===== SOURCE =====

Frank Solivan is an American mandolinist, recording artist, composer, and leader of the progressive bluegrass band Dirty Kitchen.

Biography

Early life
Solivan grew up near Modesto, California. His grandmother on his father’s side played mandolin and fiddle, and his father plays the banjo, guitar, bass, and mandolin. His mother’s side of the family included classical violin and cello players. He fell in love with bluegrass music at an early age. Solivan formed his first band, Generation Gap in the late 1980s. They once opened for Ralph Stanley at a California show.

In 1995, at age 18, Solivan moved to Alaska where he sat first chair violin in the University of Alaska’s Symphony Orchestra. and played mandolin in his friend Ginger Boatwright's band. 

In 2002, Solivan recorded his first solo album I Am a Rambler when he temporarily moved to Nashville from Alaska to pursue musical goals. He was assisted by friends such as David Grier, Rob Ickes, and Shad Cobb.

Country Current
In 2003, Solivan auditioned and was offered the electric guitar position in the U.S. Navy, service band Country Current. He played electric guitar in their country band and mandolin and fiddle in their bluegrass band for six years.

In 2006, while in the Navy playing with Country Current, Solivan recorded and released a solo album Selfish Tears.

Dirty Kitchen
After the Navy, Solivan decided to form his own band. Besides Solivan (mandolin), the current lineup of Dirty Kitchen includes Mike Munford (banjo), Chris Luquette (guitar), and Jeremy Middleton (bass).

The band name is a reference to the gourmet meals Solivan prepares for friends and family (and the title of one of Solivan's instrumental songs).

Frank Solivan and Dirty Kitchen have released four studio albums: Frank Solivan & Dirty Kitchen in 2010, On the Edge in 2013 (after signing with Compass Records), and Cold Spell in 2014. and If You Can't Stand the Heat (2019).

Family, Friends & Heroes
Solivan's third solo project Family, Friends & Heroes was released in 2016, and features members of Dirty Kitchen, family members, and John Cowan, Shawn Camp, Jerry Douglas, Sam Bush, Jim Hurst, Megan McCormick, Rob Ickes, and Del McCoury. On "Wayfaring Stranger," Solivan’s mother Lorene (now deceased) sings lead vocals.

Other projects
Solivan has toured with The Earls of Leicester when Tim O'Brien had conflicting commitments.

Solivan built his primary mandolin from scratch at a workshop under the tutelage of luthier Roger Siminoff.

===== RECORD LIST =====

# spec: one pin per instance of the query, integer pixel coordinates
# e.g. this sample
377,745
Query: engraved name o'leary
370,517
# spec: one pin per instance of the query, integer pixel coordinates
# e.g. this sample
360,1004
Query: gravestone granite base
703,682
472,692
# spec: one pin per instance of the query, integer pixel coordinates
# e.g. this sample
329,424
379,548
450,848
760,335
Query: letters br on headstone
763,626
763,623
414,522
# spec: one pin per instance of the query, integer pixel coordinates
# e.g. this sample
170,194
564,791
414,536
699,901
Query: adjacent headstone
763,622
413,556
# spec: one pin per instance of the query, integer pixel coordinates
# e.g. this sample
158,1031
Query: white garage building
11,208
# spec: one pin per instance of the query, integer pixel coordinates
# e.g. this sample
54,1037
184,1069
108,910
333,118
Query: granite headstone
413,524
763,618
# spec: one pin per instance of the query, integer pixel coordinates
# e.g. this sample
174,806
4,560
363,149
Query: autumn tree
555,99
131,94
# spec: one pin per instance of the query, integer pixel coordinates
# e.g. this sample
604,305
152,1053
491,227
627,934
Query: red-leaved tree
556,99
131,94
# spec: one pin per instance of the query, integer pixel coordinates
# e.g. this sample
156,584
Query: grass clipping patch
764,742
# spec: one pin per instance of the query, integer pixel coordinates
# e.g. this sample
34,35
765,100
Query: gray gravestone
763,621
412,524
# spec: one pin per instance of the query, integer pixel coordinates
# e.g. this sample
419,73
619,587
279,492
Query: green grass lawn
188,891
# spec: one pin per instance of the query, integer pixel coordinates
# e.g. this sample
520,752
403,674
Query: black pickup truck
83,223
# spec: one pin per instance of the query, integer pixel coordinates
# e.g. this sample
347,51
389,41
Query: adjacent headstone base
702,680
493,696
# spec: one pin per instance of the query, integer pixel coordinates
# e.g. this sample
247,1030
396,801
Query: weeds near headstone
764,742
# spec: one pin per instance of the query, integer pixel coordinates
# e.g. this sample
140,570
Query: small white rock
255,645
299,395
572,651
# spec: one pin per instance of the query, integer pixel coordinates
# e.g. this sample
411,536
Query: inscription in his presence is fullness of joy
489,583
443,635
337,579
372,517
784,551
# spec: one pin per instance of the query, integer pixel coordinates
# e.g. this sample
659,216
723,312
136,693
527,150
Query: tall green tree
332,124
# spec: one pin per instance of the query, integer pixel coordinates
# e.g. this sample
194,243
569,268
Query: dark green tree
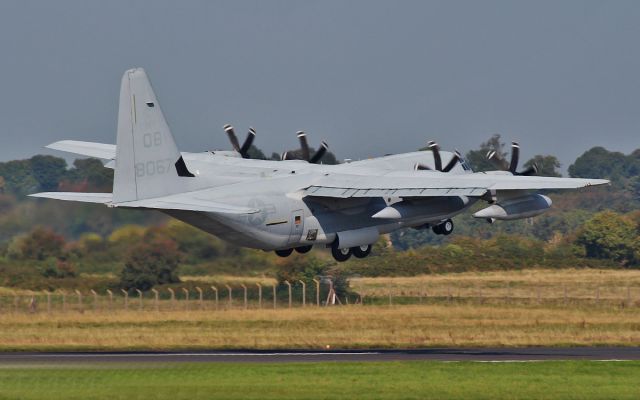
150,263
609,235
547,165
477,159
598,162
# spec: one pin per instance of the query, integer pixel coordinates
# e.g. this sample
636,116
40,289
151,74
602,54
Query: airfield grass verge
505,308
354,327
391,380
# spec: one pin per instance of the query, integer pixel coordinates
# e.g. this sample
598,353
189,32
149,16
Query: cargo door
297,226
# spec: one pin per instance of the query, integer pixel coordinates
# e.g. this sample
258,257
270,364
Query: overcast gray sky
370,77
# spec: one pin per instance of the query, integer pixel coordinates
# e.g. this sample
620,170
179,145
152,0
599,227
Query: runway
285,356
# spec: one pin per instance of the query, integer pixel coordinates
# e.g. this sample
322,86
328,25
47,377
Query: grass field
312,327
393,380
514,308
576,284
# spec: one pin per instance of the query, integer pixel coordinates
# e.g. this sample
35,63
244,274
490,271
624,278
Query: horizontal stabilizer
89,149
101,198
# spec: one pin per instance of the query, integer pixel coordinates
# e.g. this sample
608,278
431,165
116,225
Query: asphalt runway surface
267,356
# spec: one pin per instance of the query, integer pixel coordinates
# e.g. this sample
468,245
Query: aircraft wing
435,184
187,202
90,149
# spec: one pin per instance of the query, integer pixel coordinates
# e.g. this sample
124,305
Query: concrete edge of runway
508,354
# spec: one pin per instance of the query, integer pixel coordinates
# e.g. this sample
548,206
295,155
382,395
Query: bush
150,263
609,235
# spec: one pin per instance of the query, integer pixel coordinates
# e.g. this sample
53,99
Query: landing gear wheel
340,254
284,253
444,228
361,251
304,249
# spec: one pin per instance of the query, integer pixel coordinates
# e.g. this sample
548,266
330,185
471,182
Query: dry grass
312,327
507,313
532,283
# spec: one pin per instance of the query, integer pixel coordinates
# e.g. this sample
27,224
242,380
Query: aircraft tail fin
148,163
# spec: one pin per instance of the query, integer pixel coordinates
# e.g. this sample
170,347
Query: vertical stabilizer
148,163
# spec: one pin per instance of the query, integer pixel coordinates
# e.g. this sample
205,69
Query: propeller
511,166
435,149
305,151
248,141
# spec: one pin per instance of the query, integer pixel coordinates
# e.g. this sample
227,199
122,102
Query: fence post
290,298
172,298
156,304
139,299
304,293
259,295
16,302
317,282
79,299
64,300
126,299
628,296
244,288
110,299
275,298
230,295
95,300
48,293
215,289
200,298
186,298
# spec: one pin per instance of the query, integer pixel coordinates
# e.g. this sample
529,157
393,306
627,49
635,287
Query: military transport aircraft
295,204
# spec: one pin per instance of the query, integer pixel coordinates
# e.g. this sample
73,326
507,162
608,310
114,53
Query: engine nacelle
516,208
357,237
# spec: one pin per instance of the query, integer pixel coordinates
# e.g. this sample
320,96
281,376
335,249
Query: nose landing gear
361,251
444,228
340,254
284,253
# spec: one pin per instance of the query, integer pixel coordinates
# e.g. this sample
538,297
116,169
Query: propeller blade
435,149
232,137
247,143
497,161
320,153
532,170
452,163
515,156
304,146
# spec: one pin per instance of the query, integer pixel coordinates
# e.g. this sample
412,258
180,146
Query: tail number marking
150,168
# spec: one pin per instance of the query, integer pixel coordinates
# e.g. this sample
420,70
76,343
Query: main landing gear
340,254
343,254
444,228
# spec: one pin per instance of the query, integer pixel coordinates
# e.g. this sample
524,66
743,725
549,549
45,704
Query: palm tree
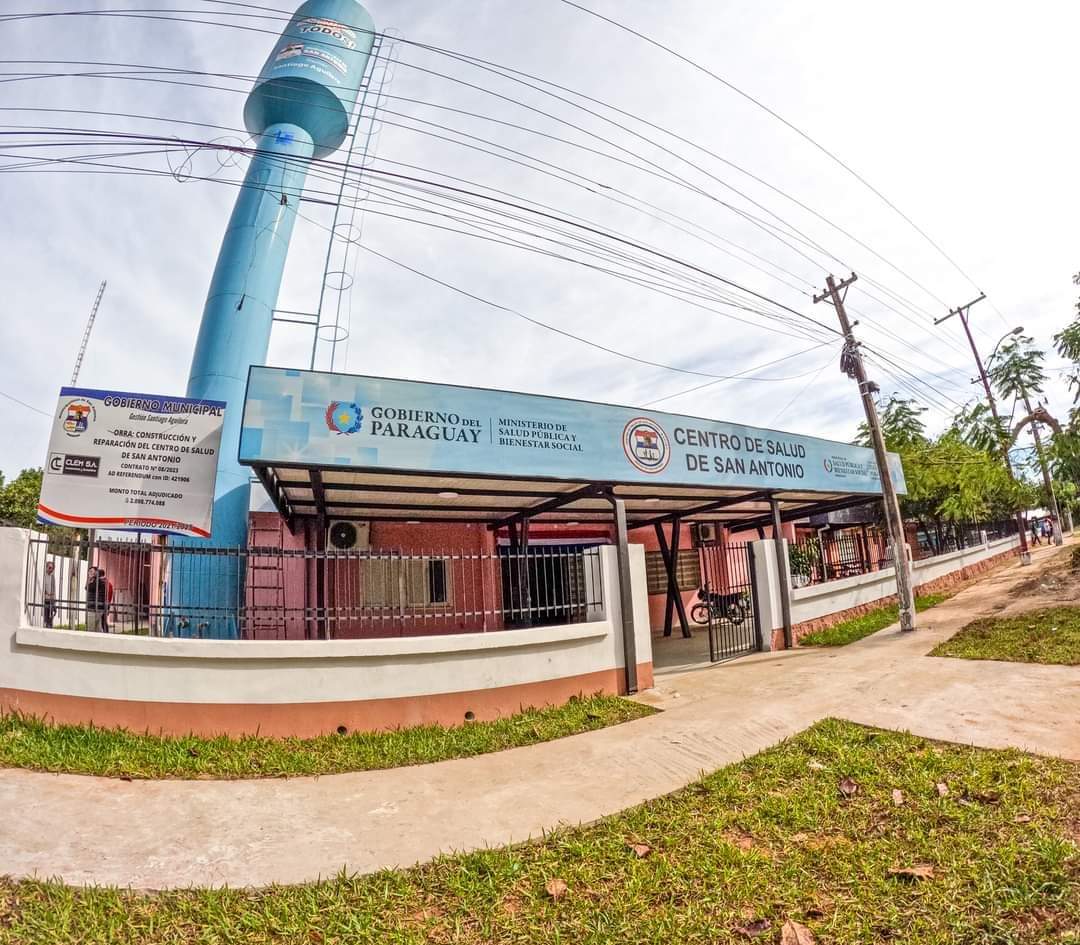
1017,374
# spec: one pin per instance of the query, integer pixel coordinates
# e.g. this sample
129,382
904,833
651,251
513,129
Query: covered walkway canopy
331,446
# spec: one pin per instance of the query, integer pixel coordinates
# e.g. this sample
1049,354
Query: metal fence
832,555
838,554
134,586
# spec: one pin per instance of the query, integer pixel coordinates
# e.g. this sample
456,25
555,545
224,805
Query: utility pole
1025,555
851,364
1047,481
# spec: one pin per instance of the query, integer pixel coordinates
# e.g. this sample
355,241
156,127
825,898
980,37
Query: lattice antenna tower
85,335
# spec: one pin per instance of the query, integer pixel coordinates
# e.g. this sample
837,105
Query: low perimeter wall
824,605
307,687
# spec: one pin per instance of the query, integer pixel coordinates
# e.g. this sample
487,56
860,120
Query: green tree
950,481
1016,369
976,427
1067,343
18,499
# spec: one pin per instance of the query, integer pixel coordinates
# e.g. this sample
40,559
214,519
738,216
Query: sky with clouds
958,113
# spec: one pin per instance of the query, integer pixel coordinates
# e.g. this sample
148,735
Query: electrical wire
24,404
786,123
474,61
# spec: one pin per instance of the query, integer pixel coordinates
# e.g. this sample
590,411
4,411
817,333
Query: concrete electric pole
851,364
1047,480
1025,555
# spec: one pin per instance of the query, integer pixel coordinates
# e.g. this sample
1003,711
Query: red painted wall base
307,719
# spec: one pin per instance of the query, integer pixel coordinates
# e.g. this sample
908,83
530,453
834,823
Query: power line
24,404
502,70
783,121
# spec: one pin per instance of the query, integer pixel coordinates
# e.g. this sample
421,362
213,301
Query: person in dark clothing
49,593
105,597
96,601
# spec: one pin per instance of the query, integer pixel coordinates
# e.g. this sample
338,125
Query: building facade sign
133,462
314,419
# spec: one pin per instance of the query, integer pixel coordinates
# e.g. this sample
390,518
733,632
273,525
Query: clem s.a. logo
646,445
343,417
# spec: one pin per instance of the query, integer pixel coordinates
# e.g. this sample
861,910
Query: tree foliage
18,499
950,480
1067,343
1016,369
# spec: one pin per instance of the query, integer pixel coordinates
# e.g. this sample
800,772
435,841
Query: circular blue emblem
343,417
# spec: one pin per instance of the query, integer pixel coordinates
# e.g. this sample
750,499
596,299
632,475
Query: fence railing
152,589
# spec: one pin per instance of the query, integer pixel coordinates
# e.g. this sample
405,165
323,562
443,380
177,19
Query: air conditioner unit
704,532
348,536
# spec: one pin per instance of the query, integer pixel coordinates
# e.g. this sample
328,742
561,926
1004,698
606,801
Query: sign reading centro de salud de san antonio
314,419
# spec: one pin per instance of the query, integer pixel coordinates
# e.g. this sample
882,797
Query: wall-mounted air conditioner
703,532
348,536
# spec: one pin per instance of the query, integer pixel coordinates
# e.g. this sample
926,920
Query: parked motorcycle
733,607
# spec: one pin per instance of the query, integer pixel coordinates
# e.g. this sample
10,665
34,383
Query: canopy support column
625,594
785,588
671,566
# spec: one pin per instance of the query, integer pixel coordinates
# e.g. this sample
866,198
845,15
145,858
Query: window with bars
405,582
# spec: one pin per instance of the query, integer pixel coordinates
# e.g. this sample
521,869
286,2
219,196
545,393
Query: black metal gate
727,604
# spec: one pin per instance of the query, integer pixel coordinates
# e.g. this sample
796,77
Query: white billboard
134,462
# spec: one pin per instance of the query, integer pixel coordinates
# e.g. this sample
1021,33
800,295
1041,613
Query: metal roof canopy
300,491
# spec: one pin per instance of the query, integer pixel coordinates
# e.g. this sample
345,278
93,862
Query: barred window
405,582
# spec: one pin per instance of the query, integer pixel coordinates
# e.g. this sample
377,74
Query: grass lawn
1051,635
811,832
84,750
849,631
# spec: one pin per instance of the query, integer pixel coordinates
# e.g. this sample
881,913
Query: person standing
49,594
95,602
105,596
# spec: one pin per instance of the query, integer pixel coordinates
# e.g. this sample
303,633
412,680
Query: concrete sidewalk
161,834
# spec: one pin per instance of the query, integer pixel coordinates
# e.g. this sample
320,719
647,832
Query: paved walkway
161,834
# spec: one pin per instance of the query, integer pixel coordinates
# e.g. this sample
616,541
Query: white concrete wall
835,596
238,672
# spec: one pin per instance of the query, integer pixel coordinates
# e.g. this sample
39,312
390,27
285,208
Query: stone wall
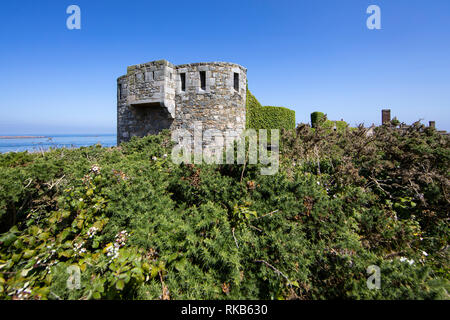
158,95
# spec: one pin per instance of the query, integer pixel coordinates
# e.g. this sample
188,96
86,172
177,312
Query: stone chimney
385,116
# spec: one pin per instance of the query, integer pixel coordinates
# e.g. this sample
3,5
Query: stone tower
159,95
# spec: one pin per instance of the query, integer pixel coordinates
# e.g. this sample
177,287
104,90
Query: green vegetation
140,227
268,117
320,119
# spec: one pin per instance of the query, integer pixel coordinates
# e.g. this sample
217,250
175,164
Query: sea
38,143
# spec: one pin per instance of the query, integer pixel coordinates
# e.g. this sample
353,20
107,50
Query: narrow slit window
183,81
236,81
203,80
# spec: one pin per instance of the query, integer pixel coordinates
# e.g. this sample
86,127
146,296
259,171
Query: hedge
268,117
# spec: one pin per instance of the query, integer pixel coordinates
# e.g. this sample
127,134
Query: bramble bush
137,226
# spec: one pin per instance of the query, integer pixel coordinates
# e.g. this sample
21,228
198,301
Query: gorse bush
267,117
133,225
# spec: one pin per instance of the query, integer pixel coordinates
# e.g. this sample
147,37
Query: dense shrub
137,226
268,117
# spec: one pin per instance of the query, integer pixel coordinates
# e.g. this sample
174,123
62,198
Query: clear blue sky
305,55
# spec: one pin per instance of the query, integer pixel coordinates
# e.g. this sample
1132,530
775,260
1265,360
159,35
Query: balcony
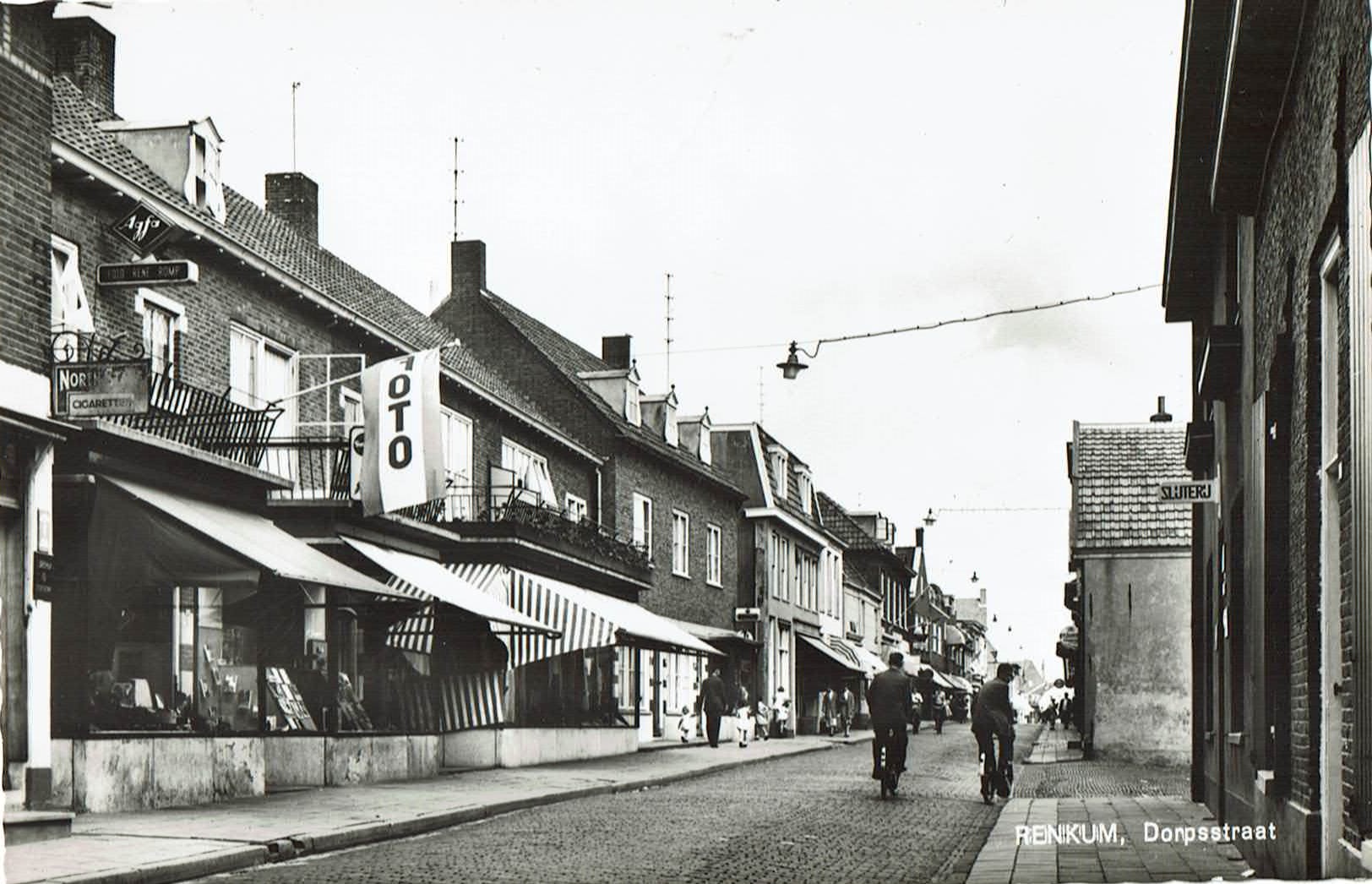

=====

PROBLEMS AND TASKS -
• A. Translate this sentence from the Solivan biography into Spanish: "Solivan built his primary mandolin from scratch at a workshop under the tutelage of luthier Roger Siminoff."
• B. According to the Solivan biography, what was the name of the first band Solivan formed?
• C. Decide whether each statement agrees with the Solivan biography, giving yes or no and quoting the deciding words: (i) Solivan moved to Alaska at age 18. (ii) Solivan played banjo in Country Current's bluegrass band. (iii) Solivan's mother sings lead vocals on "Wayfaring Stranger."

RESPONSES TO THE EXERCISE -
• A. Solivan construyó su mandolina principal desde cero en un taller bajo la tutela del lutier Roger Siminoff.

• B. Generation Gap

• C.
(i) Yes: "In 1995, at age 18, Solivan moved to Alaska"
(ii) No: "mandolin and fiddle in their bluegrass band"
(iii) Yes: "Solivan’s mother Lorene (now deceased) sings lead vocals"